STATED EXERCISE: Reproduce the passage of the meringue recipe below that starts with "- Add Sugar" and runs through "stop the mixer.", keeping every word and mark unchanged.

TEXT EXTRACT:
___

Ingredients
Meringue Base
- 4 eggs, room temperature
- 1 cup granulated sugar (preferably superfine)
- Pinch of salt
- 1/2 teaspoon cream of tartar
- 1 teaspoon vanilla extract OR 1/4 teaspoon peppermint extract
- Green food coloring, about 20 drops (adjust to desired color intensity)
Decoration
- Tiny sprinkles of your choice
- Powdered sugar, for dusting
Instructions
- Preheat and Prepare Baking Sheets: Preheat your oven to 200°F (93°C). Line two baking sheets with parchment paper and set them aside to ensure easy removal of the meringues after baking.
- Separate Eggs Carefully: Using two small bowls, separate the eggs one at a time. Pour each egg white into the bowl you’ll beat to avoid contamination with yolks which can prevent proper meringue forming.
- Beat Egg Whites: Start beating the egg whites on medium speed until they become foamy. Add the cream of tartar to stabilize the meringue, then continue beating until soft peaks begin to form.
- Add Sugar Gradually: With the mixer running, slowly add the granulated sugar one tablespoon at a time to allow it to dissolve properly. Add a pinch of salt with the final tablespoon to balance sweetness and enhance flavor.
- Achieve Stiff Peaks: Continue whipping the egg whites until they are thick, glossy, and able to hold stiff peaks. Beat in the vanilla or peppermint extract just until combined, then stop the mixer.
- Fold in Food Coloring: Gently add green food coloring into the meringue and carefully fold it in until uniformly colored. Be delicate to avoid deflating your meringue mixture.

___

Records drawn from a data source
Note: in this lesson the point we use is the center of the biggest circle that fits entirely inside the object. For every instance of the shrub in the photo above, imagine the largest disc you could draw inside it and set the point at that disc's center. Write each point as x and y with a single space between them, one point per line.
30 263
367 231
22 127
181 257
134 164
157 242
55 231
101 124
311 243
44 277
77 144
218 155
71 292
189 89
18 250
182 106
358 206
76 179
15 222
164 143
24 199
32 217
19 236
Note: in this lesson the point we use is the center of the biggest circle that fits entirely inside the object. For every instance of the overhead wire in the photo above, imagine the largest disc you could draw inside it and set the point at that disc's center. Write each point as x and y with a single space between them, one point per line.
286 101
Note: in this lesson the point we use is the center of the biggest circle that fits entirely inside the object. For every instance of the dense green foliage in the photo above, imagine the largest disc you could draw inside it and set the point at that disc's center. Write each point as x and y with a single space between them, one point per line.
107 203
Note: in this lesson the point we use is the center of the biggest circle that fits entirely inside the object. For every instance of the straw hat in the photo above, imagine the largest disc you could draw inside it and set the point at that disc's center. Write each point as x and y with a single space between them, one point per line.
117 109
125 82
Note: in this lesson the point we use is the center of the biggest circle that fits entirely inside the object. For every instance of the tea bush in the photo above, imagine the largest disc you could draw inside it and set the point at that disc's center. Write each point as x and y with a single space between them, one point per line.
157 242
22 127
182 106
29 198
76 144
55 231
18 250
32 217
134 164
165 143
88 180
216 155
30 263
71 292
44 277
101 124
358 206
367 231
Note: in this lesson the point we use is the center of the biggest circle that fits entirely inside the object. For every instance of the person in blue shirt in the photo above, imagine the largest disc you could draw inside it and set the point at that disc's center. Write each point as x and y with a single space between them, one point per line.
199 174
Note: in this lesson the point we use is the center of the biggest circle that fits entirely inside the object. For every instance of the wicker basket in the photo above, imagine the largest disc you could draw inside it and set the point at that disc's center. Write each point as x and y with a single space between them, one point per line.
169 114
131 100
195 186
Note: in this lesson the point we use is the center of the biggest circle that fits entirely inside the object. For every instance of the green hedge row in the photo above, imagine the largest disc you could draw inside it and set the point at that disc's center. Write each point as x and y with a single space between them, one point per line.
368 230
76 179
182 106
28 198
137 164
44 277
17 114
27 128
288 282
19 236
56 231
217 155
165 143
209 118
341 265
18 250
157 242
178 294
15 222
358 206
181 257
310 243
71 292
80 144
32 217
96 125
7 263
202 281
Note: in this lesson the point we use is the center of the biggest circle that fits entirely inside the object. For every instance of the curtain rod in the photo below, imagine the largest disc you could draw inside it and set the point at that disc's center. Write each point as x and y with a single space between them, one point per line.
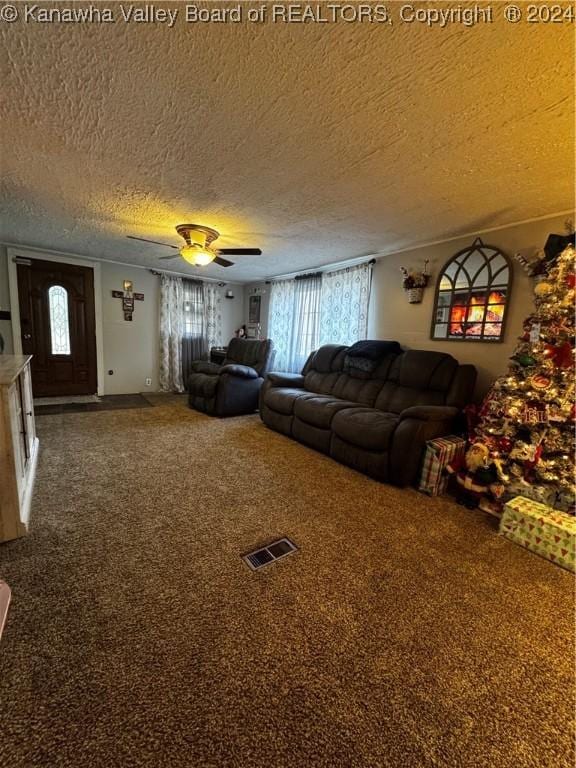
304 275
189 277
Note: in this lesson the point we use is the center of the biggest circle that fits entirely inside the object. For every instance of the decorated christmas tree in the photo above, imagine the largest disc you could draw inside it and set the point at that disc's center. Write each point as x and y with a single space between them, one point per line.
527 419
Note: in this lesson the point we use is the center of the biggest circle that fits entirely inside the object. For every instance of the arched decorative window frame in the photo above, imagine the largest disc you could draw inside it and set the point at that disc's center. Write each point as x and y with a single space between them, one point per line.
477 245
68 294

___

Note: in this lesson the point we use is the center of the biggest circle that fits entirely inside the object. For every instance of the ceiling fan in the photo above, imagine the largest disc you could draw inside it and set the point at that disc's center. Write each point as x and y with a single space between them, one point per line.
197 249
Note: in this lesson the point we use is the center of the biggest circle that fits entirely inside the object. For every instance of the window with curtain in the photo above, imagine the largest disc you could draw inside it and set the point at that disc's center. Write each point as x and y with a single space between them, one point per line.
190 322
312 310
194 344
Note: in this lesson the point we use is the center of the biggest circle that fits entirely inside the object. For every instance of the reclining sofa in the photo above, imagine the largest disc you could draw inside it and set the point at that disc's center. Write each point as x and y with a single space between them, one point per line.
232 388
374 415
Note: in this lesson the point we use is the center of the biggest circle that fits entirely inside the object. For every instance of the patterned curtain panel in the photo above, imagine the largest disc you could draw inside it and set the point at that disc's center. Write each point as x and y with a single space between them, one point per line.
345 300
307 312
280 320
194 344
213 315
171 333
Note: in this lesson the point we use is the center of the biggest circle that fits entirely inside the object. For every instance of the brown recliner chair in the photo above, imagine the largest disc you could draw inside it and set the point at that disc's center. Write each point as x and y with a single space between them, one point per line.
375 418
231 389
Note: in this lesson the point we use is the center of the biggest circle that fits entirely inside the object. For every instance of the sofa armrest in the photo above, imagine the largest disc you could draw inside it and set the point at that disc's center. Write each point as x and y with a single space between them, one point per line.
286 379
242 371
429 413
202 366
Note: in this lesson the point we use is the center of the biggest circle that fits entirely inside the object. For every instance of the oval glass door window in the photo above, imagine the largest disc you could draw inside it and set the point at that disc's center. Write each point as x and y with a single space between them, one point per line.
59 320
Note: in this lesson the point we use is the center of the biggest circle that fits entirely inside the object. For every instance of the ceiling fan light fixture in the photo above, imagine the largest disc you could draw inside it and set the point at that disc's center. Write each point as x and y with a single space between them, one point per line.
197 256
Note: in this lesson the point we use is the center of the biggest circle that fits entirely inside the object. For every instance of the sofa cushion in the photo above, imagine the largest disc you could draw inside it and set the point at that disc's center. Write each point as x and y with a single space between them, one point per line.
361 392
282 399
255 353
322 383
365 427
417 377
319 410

___

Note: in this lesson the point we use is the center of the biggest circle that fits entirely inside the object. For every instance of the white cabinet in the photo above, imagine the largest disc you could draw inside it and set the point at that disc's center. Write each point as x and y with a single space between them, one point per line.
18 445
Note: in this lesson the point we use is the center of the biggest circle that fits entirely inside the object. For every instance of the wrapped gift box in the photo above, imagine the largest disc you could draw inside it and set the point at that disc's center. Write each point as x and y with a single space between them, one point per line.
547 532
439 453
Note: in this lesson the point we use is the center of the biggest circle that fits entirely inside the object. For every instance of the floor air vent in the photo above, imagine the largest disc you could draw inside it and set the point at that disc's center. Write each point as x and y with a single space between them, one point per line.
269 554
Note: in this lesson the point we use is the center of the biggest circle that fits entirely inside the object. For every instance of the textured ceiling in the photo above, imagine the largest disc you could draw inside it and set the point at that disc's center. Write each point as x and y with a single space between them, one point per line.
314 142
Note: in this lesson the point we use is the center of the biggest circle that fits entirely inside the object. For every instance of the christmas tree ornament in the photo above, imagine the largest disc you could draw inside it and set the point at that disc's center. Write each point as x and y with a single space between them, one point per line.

___

ANSWER FOR THE TASK:
- Add Sugar Gradually: With the mixer running, slowly add the granulated sugar one tablespoon at a time to allow it to dissolve properly. Add a pinch of salt with the final tablespoon to balance sweetness and enhance flavor.
- Achieve Stiff Peaks: Continue whipping the egg whites until they are thick, glossy, and able to hold stiff peaks. Beat in the vanilla or peppermint extract just until combined, then stop the mixer.